Retype the portion of the marathon training post below between "Not to mention" and "up to fitness.", inclusive.

PAGE TEXT =>

============

Monday, September 22, 2008

How I got here

In mid-May, I was reading the Pfitzinger Douglas book Advanced Marathoning, which I have called my marathoning bible for the past two years. I was flipping through the well worn training section at the back, the 55 mile, 18-week program. But my hand turned a few pages and I started to pore over the 70 mile, 18-week section.

It was only a few weeks after I'd run my spring marathon and I felt there was unfinished business. But looking at those pages, I was intimidated. I counted more than 5 20+milers, two or three mid-week runs of 10 to 15 miles. A Thursday or Friday (Who the hell trains on Friday!) run of about 10 miles. To me, it was staggering. Six days of running and an average mileage in the mid-60s and topping at 70. The thought of logging 112 kilometres in a week while commuting and working was pretty scary. That's even without factoring the LT runs, the V02 sessions, the pace runs.

Not to mention that I had a new marathon pace of a 7:15 mile or 4:30 kilometre for that 3:10 goal. Fact is, I knew I had to step up the volume. Nothing but hard work and extra hours on the road would get me up to fitness.

============

Stored data:
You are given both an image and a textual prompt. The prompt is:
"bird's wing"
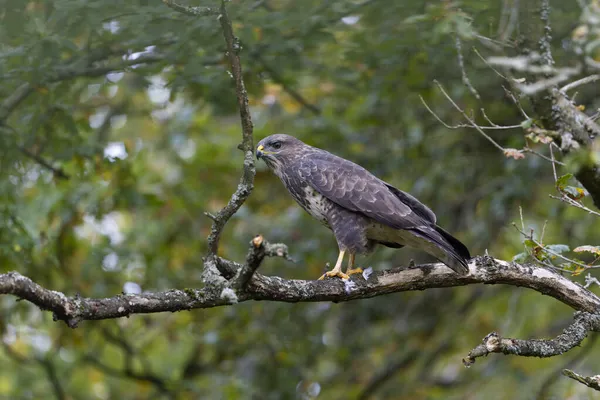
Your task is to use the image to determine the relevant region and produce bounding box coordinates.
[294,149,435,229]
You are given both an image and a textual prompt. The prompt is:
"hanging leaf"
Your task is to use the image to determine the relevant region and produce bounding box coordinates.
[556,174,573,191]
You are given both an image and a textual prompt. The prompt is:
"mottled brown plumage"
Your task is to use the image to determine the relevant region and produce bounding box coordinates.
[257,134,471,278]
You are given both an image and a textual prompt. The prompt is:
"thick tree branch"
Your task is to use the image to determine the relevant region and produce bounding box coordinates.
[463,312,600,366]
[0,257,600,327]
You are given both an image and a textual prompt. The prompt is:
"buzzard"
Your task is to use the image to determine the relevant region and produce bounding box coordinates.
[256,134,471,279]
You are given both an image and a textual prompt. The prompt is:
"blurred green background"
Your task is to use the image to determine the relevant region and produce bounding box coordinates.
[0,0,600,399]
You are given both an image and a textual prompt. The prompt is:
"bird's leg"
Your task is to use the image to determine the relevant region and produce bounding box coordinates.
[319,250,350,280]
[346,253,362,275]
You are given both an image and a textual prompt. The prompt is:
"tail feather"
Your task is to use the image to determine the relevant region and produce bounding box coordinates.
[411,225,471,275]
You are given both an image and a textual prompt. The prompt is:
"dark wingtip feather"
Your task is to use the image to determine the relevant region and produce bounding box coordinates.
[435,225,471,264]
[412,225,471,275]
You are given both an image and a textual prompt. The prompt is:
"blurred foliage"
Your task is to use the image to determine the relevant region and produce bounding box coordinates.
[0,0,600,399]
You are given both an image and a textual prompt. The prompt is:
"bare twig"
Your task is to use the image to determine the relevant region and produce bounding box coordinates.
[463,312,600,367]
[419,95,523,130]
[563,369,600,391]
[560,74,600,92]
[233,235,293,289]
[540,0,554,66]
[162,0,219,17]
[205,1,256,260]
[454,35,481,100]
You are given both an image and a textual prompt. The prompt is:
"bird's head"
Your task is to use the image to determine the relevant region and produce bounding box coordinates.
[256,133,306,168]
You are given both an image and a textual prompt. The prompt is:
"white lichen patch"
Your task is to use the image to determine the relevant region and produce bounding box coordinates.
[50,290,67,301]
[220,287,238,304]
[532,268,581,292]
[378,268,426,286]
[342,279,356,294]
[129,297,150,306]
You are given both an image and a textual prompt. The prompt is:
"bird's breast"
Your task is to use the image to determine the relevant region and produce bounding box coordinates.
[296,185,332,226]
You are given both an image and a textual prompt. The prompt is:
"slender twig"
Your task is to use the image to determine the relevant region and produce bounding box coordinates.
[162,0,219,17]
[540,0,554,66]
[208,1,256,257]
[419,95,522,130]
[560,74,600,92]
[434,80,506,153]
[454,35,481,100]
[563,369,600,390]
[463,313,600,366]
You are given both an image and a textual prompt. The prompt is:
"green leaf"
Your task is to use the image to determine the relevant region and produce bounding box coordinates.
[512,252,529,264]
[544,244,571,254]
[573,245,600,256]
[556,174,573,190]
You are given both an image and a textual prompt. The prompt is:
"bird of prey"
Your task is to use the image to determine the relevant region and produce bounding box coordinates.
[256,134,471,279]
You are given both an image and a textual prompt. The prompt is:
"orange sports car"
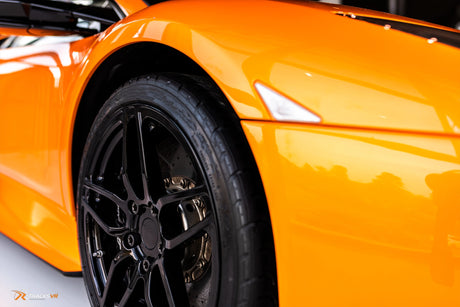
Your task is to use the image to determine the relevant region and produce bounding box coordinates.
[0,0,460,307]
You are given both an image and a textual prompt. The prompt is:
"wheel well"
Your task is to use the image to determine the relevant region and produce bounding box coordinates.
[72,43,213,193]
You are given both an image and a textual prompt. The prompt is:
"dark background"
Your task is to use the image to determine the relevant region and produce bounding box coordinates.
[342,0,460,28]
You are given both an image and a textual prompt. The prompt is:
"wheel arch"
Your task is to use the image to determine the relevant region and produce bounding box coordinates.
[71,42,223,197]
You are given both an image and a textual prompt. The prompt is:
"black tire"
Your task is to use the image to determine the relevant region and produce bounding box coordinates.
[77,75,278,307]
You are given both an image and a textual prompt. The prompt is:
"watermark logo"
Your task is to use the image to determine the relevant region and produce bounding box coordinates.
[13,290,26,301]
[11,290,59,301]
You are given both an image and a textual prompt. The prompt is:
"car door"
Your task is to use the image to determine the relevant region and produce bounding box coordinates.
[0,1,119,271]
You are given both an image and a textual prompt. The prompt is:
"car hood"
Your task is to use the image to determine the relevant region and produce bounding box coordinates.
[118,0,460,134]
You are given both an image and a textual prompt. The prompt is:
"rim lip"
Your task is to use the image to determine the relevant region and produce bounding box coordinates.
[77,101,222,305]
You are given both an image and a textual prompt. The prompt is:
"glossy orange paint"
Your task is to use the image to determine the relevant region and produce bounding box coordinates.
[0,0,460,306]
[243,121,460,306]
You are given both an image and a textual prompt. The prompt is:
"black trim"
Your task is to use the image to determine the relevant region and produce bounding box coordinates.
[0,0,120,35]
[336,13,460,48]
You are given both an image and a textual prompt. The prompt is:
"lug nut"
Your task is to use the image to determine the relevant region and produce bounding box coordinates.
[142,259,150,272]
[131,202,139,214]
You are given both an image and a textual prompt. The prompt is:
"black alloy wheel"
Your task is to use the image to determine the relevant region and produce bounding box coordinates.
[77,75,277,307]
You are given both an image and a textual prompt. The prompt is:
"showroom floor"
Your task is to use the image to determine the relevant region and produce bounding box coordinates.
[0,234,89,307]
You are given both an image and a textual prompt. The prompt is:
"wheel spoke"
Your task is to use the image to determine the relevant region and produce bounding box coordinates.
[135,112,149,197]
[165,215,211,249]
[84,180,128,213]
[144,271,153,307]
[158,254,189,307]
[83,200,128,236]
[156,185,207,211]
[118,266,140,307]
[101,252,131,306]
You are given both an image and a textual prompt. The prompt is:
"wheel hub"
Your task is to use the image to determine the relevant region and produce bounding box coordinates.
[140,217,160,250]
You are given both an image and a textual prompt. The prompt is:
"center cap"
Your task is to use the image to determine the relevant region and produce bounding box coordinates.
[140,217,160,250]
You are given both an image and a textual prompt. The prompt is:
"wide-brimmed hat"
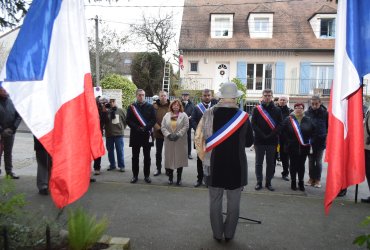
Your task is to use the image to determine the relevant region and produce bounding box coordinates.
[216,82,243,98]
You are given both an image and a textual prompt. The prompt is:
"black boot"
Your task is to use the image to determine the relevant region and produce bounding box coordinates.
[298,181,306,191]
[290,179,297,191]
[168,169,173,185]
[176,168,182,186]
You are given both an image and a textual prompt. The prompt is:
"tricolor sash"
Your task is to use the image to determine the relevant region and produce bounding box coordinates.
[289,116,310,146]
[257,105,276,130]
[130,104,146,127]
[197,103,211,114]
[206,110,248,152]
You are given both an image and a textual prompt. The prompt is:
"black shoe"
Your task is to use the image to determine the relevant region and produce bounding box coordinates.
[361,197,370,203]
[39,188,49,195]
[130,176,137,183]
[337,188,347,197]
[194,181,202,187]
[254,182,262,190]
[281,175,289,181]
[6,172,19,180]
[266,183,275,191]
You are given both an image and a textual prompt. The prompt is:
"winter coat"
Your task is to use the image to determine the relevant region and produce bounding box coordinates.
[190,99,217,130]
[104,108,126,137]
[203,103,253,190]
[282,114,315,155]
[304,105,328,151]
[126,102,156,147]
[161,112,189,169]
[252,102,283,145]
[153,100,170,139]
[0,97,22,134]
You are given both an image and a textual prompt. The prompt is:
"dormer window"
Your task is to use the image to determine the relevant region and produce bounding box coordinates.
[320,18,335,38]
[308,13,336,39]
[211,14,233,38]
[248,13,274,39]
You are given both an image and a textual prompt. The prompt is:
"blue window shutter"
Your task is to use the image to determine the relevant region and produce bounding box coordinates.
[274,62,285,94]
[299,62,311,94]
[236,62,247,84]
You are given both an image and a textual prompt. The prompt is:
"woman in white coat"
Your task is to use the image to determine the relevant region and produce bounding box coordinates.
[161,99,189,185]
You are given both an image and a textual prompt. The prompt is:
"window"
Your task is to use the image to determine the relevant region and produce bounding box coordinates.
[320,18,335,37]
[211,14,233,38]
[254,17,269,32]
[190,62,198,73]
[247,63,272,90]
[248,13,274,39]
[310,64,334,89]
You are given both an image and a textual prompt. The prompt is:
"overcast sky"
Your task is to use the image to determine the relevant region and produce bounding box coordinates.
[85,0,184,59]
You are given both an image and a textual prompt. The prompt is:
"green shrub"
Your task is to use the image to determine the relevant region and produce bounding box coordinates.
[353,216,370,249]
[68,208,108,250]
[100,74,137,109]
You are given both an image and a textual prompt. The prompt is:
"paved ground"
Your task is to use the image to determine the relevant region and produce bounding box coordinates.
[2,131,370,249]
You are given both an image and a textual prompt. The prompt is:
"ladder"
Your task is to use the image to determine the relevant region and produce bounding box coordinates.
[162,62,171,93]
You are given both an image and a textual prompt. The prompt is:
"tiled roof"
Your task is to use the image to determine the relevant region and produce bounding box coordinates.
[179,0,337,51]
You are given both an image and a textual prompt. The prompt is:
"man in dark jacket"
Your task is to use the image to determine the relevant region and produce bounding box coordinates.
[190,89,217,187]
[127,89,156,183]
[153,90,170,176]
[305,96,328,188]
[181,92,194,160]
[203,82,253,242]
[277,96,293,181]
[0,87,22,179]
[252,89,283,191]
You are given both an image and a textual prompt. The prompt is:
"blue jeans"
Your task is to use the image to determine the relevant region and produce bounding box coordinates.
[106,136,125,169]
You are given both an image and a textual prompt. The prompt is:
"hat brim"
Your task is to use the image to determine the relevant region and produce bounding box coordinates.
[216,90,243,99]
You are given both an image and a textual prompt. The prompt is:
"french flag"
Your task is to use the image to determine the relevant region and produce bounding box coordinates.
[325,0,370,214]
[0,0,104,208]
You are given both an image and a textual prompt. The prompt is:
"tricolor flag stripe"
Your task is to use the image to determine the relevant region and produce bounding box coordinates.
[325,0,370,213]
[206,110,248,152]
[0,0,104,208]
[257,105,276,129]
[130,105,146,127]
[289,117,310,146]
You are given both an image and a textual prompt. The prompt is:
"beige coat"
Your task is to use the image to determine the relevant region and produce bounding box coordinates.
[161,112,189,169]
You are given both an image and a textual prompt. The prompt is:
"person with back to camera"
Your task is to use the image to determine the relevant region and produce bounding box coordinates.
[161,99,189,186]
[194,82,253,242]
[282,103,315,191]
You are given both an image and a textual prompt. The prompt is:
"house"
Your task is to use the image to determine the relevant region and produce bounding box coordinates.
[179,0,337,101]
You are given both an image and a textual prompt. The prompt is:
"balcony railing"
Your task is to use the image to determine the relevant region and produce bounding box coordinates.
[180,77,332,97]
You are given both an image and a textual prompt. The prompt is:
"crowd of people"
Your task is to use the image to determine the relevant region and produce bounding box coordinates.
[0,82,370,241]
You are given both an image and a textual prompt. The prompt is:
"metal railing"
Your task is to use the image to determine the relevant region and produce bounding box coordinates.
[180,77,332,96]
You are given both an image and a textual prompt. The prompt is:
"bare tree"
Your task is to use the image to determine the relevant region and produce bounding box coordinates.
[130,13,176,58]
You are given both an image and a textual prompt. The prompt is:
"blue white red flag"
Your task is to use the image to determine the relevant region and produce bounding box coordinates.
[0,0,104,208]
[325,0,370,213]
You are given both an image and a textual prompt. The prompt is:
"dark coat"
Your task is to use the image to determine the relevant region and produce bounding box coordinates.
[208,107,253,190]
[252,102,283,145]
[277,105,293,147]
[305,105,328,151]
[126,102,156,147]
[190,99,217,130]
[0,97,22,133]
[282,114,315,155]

============

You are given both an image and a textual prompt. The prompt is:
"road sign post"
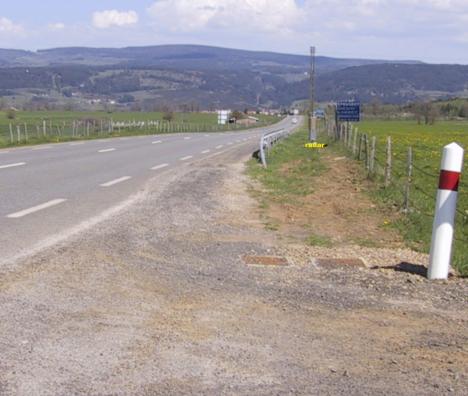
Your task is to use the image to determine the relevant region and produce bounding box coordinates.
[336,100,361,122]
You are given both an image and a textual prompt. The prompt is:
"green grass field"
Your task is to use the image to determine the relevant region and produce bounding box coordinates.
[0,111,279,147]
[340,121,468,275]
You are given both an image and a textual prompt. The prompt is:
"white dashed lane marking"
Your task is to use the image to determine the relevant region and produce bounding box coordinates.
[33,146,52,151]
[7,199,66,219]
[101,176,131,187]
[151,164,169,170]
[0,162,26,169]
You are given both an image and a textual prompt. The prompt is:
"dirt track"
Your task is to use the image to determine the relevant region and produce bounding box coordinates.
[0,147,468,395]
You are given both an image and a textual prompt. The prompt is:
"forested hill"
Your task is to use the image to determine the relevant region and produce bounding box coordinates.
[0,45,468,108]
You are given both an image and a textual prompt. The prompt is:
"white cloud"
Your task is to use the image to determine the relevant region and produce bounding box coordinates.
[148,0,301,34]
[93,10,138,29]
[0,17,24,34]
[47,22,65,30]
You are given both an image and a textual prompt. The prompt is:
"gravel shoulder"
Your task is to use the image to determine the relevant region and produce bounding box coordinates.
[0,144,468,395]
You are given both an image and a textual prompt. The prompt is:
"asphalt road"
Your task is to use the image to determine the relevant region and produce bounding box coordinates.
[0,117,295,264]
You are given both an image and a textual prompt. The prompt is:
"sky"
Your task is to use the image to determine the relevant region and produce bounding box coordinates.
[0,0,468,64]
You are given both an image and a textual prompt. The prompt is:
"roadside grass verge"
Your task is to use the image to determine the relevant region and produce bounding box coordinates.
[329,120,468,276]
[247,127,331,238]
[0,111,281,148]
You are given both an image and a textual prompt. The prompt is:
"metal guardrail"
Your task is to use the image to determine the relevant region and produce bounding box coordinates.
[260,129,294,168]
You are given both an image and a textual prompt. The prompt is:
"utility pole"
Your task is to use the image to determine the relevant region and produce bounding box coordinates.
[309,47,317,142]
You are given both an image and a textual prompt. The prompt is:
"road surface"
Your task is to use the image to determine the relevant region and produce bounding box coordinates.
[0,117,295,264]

============

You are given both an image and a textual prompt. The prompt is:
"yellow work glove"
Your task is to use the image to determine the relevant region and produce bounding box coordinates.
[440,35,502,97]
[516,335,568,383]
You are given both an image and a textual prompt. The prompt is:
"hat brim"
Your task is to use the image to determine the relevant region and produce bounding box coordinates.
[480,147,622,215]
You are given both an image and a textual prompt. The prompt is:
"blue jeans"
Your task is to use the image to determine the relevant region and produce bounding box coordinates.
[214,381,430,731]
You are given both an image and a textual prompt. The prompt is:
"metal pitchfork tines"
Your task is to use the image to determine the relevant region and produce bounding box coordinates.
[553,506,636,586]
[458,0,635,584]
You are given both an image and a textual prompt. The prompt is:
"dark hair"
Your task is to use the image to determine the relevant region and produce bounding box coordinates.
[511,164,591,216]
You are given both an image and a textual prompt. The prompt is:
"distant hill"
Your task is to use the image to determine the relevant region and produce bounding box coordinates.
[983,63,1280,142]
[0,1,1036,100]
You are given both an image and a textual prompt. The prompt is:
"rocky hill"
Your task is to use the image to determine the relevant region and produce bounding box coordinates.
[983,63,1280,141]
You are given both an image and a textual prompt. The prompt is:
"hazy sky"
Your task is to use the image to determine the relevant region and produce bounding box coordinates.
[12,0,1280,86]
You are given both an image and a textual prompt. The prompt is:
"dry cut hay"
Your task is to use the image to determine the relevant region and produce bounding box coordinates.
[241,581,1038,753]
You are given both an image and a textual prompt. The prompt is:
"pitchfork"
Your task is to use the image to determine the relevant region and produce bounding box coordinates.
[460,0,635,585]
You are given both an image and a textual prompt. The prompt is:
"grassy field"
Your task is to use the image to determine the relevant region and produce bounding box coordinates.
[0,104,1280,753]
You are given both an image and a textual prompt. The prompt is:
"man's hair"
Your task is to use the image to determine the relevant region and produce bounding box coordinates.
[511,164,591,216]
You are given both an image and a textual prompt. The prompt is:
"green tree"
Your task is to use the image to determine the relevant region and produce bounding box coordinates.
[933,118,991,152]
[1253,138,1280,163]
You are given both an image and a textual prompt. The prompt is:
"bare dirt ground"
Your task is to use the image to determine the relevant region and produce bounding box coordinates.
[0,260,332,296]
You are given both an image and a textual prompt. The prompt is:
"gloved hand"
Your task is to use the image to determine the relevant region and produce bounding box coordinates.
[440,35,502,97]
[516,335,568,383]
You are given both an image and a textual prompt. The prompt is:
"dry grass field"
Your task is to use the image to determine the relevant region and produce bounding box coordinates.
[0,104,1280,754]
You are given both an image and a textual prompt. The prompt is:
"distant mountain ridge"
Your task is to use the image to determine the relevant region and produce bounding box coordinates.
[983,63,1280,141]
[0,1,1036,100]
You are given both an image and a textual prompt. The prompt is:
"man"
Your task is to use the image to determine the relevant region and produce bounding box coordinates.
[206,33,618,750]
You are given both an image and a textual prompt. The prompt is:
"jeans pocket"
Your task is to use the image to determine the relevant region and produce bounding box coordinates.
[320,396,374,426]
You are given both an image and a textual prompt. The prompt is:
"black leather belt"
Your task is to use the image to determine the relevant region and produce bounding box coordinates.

============

ANSWER TO THIS PROBLEM =>
Not to mention that I had a new marathon pace of a 7:15 mile or 4:30 kilometre for that 3:10 goal. Fact is, I knew I had to step up the volume. Nothing but hard work and extra hours on the road would get me up to fitness.